• _Goal_: Nothing but the lines from the line with "[548,322], drawn from the photo above." through the end of the data is to be copied, and each is to be copied exactly.

• _Records for this task_:
**********
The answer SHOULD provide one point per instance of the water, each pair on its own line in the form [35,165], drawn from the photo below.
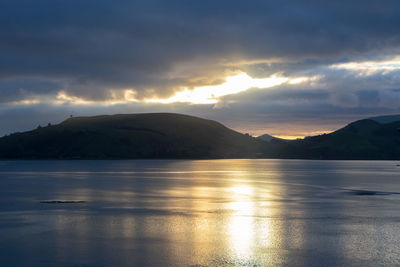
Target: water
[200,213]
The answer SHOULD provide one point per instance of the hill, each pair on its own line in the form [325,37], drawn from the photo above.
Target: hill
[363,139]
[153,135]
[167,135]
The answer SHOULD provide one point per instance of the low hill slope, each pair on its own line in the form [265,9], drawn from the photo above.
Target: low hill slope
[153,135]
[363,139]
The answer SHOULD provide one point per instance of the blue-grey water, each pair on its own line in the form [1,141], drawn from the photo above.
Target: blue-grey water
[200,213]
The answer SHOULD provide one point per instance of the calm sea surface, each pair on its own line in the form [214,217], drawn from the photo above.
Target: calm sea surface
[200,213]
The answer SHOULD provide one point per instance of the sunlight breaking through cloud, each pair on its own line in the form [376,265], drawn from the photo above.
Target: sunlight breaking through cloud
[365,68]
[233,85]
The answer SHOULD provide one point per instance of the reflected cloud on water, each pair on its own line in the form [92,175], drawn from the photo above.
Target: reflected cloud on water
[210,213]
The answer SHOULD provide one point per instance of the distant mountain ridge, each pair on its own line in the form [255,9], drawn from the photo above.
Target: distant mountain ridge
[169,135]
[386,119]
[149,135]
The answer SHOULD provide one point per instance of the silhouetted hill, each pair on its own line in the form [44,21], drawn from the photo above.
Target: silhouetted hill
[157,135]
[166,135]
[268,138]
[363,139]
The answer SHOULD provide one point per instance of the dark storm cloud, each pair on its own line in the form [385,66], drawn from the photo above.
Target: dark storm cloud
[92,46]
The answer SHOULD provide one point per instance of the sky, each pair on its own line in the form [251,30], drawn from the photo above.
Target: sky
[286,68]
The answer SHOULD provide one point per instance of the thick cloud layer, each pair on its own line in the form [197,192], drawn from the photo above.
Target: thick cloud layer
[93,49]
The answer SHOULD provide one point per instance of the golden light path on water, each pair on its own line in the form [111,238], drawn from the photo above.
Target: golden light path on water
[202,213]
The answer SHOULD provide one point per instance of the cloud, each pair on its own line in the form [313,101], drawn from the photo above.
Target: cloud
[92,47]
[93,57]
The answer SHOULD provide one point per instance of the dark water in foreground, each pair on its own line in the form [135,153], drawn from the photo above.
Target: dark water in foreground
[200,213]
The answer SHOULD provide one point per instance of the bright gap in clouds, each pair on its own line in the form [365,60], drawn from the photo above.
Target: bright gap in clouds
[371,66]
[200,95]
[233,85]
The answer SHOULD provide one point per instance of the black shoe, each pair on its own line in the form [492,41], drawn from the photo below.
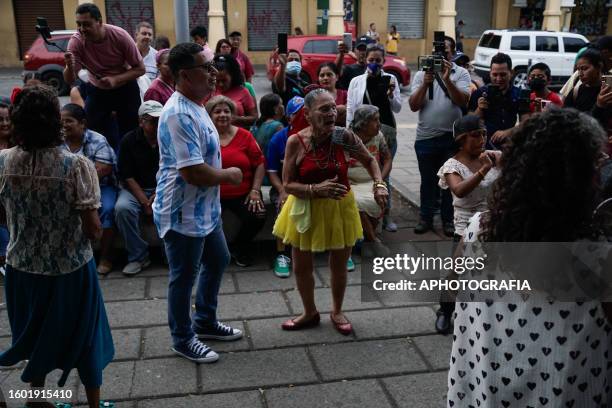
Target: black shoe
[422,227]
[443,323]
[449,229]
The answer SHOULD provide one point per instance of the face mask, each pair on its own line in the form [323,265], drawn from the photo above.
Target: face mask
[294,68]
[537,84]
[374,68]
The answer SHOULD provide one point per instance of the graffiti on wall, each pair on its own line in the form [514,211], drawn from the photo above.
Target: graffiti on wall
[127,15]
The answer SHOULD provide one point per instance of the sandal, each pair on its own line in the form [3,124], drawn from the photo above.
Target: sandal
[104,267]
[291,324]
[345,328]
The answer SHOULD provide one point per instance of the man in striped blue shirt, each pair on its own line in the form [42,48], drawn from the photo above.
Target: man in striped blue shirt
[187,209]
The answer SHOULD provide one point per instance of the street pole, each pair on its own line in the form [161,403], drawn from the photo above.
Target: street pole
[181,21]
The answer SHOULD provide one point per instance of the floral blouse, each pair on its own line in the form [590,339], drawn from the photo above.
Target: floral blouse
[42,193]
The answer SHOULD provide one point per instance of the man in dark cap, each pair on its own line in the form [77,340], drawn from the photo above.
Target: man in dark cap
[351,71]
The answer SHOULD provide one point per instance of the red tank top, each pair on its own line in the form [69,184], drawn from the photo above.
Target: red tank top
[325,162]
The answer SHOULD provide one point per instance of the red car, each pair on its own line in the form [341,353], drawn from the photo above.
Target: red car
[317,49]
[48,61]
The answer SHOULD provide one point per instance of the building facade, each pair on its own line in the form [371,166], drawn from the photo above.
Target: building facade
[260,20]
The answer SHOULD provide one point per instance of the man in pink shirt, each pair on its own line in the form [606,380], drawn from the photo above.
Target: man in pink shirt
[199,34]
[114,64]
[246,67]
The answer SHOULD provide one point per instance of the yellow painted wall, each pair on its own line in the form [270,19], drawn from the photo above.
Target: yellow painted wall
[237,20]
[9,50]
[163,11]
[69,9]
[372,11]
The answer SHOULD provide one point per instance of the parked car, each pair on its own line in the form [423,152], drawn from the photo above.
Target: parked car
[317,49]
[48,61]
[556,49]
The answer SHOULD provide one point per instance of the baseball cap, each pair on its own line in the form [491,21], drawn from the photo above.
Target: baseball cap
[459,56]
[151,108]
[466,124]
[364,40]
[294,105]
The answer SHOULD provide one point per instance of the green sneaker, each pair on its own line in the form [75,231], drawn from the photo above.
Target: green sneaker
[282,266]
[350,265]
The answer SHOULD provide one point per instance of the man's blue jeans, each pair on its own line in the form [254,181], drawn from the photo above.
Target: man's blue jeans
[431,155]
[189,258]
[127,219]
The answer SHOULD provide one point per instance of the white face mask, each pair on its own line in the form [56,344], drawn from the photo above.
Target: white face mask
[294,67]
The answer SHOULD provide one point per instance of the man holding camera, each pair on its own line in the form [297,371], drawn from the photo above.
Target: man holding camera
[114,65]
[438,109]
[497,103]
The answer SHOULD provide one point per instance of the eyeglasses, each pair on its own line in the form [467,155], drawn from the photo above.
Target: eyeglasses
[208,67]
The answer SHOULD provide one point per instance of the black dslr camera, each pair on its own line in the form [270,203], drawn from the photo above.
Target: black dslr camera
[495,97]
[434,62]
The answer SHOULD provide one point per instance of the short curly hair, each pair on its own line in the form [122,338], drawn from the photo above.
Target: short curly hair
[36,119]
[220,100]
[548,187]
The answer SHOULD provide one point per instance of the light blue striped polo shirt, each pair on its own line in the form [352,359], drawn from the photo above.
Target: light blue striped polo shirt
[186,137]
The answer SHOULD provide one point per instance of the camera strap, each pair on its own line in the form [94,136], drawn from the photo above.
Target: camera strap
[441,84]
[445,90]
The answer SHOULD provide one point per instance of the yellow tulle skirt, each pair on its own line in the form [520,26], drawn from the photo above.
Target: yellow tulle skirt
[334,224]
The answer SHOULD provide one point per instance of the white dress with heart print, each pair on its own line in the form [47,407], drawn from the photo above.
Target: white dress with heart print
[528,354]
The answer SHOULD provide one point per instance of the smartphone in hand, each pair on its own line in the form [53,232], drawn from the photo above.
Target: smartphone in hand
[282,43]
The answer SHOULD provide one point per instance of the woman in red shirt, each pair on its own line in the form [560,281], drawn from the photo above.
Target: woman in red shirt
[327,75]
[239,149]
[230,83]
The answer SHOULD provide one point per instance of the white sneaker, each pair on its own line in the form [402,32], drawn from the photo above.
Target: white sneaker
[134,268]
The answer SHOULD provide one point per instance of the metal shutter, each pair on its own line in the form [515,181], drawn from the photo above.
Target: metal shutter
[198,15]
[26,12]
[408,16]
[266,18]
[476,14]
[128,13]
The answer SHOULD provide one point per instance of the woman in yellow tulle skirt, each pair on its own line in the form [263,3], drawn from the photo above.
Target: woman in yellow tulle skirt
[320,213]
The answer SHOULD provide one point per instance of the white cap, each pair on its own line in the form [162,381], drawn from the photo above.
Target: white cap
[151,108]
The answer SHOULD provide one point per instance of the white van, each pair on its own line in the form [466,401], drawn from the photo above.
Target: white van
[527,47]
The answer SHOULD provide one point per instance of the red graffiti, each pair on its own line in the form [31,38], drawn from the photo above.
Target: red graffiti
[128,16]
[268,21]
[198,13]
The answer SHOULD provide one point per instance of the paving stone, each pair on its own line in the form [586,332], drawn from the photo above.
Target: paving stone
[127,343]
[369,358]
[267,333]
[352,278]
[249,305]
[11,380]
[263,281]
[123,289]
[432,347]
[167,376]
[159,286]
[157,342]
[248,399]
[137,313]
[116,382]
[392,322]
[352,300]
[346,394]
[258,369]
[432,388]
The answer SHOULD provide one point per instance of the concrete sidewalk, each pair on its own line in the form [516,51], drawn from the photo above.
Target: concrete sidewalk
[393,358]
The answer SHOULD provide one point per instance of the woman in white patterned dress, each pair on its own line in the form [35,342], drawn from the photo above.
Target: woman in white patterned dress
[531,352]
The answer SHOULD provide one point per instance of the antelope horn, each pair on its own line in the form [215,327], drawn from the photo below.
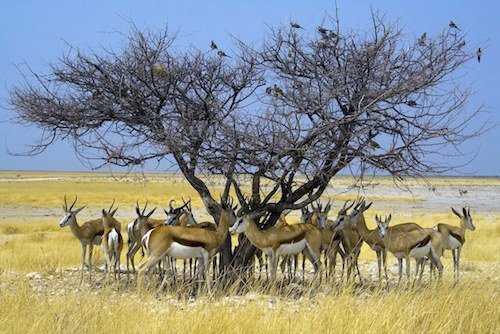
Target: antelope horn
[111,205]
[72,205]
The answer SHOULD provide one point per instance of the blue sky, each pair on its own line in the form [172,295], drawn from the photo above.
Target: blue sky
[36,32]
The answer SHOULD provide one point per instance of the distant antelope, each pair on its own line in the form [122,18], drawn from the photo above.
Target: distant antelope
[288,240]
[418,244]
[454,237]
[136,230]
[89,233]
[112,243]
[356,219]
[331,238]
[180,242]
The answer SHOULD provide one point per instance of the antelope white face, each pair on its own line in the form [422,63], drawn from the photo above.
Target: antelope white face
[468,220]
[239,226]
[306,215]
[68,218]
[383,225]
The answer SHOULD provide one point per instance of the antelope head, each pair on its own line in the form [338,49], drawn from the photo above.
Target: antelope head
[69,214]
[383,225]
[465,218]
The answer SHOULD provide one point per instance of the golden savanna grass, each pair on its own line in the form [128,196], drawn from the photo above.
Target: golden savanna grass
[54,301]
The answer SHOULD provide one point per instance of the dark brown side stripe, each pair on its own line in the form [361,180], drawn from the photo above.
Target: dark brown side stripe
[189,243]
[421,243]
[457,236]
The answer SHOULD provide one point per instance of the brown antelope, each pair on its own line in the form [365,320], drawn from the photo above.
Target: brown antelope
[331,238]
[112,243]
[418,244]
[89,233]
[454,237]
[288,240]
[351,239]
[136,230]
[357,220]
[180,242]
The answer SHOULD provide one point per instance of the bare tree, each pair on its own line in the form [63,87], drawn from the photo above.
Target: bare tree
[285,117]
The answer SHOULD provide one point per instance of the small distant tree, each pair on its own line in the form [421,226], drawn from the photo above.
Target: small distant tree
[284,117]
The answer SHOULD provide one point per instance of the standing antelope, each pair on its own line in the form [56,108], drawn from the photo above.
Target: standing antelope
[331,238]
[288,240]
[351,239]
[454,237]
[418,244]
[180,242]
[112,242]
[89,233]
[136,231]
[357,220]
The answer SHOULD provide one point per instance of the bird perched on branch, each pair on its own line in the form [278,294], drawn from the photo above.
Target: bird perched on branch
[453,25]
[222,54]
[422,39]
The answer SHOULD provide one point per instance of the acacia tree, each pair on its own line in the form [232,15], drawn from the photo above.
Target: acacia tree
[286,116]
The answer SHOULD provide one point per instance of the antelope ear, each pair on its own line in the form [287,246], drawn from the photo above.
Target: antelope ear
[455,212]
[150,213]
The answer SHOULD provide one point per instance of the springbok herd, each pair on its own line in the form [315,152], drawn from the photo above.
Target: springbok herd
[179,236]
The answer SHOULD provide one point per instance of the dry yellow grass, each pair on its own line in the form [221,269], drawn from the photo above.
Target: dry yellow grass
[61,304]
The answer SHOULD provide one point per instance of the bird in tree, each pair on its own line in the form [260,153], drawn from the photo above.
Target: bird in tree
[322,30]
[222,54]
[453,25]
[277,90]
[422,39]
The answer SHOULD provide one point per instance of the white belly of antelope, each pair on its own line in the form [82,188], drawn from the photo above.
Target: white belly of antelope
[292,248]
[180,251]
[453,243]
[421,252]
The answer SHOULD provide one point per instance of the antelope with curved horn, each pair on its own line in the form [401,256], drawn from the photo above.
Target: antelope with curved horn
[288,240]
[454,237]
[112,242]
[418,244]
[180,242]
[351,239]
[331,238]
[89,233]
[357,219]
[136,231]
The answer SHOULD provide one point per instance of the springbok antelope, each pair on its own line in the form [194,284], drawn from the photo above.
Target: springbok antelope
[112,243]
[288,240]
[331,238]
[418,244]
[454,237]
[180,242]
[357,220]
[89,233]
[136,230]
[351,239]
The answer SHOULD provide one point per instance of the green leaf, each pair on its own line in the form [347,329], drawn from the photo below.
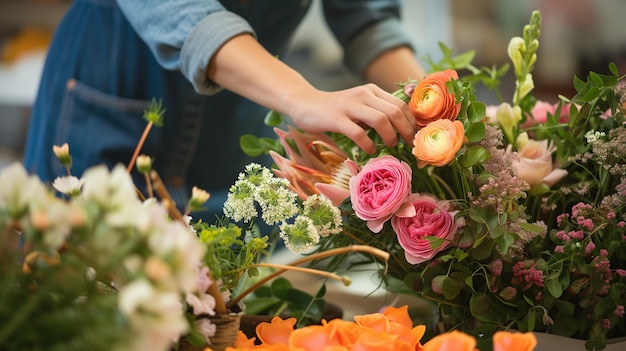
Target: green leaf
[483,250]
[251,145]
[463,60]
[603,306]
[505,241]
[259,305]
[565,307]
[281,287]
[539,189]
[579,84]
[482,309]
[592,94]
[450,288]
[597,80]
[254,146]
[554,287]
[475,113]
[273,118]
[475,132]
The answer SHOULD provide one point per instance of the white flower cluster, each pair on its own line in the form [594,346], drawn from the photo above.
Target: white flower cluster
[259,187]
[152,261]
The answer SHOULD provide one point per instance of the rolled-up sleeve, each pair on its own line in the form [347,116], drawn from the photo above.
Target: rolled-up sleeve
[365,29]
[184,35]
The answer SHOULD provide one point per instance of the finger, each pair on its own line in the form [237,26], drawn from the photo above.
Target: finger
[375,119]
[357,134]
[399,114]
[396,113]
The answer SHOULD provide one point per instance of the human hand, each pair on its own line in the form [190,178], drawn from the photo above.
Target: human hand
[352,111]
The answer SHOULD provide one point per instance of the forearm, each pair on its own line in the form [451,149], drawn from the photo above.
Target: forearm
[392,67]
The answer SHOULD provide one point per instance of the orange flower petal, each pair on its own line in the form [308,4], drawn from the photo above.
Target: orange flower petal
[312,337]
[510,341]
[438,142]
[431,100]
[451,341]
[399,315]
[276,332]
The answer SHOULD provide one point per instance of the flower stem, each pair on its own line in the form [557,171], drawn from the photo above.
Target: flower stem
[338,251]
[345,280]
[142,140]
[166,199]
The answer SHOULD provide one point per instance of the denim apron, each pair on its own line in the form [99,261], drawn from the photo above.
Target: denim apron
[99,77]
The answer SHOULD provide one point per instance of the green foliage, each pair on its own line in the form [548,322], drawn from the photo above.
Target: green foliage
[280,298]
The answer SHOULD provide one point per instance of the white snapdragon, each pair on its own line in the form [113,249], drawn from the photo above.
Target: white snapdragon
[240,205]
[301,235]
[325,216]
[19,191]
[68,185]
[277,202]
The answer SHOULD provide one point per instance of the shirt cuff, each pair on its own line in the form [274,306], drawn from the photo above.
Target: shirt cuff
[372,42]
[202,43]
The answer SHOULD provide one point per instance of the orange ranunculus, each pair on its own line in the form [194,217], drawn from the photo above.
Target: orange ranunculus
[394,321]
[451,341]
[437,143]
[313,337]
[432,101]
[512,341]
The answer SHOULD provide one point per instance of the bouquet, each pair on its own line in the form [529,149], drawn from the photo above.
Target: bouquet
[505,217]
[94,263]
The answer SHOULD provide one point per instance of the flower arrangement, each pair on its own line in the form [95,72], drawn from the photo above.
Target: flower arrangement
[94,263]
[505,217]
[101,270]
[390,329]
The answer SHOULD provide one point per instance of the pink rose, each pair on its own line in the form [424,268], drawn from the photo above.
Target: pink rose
**********
• _Reply to the exercise_:
The answer SHOULD provide one point per instance of the green foliage, each pair on its own line in the form [548,322], drawn from the photo above.
Target: green foliage
[280,298]
The answer SHOULD provide one point per instance of the white snapdragon, each pair on its own line in the form [113,249], drawn from the photo above.
Target: white snapdragon
[240,205]
[301,235]
[325,216]
[19,191]
[68,185]
[277,202]
The answer SHOULD provide one point per instance of the shirt cuff, each pair on its own line in the form [274,306], drawn from the photo above.
Target: shirt cuff
[372,42]
[202,43]
The answer SHOULD provide one point per instance of the orange ranunculus, each pair on its own line in the form [194,217], drawn from the photo above.
Target: orange ranunculus
[394,321]
[451,341]
[437,143]
[313,337]
[432,101]
[512,341]
The answer SHOULD provide one point per instance of the bouquet, each pair on its own line in the form [529,149], drawn from the photo above.
Target: bouquet
[505,217]
[94,263]
The answer SHOULD provide one point per instance of the flower arrangement, each pair on its own line in the form [95,72], drawn from the photo above.
Target: flower arrangement
[94,263]
[505,217]
[101,270]
[390,329]
The answer SHOULD provide one point per instance of the pink rose, each pair on its own line in the form [424,268], drawn from the photo above.
Target: pink rose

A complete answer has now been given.